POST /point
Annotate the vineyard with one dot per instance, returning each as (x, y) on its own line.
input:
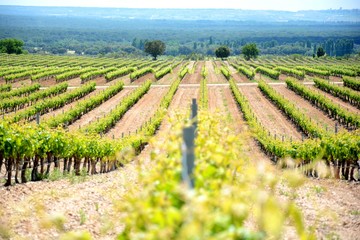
(93, 147)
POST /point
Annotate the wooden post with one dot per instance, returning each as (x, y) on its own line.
(194, 108)
(336, 128)
(37, 118)
(188, 156)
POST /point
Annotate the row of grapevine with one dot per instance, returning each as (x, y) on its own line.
(73, 149)
(245, 71)
(84, 106)
(24, 144)
(119, 73)
(50, 72)
(346, 94)
(72, 74)
(314, 71)
(22, 75)
(15, 70)
(23, 91)
(336, 71)
(14, 103)
(141, 72)
(107, 122)
(268, 72)
(163, 72)
(324, 103)
(96, 73)
(291, 72)
(330, 147)
(150, 128)
(290, 110)
(225, 71)
(5, 87)
(204, 98)
(351, 83)
(183, 71)
(220, 204)
(52, 103)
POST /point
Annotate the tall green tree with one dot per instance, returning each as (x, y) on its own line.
(250, 50)
(11, 45)
(320, 52)
(155, 48)
(222, 52)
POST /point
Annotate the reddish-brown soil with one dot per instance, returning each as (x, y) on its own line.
(68, 106)
(101, 110)
(259, 76)
(335, 79)
(268, 115)
(33, 103)
(338, 101)
(168, 78)
(307, 108)
(221, 100)
(195, 77)
(21, 83)
(331, 207)
(238, 77)
(141, 112)
(183, 98)
(149, 76)
(212, 76)
(75, 82)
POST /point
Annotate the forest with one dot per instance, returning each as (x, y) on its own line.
(93, 31)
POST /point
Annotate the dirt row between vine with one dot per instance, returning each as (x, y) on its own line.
(269, 115)
(195, 77)
(212, 76)
(138, 114)
(69, 106)
(305, 106)
(329, 206)
(92, 207)
(101, 110)
(336, 100)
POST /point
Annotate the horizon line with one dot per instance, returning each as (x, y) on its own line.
(168, 8)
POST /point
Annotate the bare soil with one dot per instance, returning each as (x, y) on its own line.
(315, 114)
(168, 78)
(139, 113)
(101, 110)
(238, 77)
(268, 115)
(212, 76)
(20, 83)
(149, 76)
(331, 207)
(69, 106)
(195, 77)
(259, 76)
(336, 100)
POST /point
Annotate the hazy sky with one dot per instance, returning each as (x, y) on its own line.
(292, 5)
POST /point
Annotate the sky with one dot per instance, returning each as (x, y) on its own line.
(288, 5)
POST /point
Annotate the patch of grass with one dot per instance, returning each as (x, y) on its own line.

# # # # # # #

Tally the lines of the data above that contain the string "Annotate", with case counting, and state only the number.

TASK RESULT: 12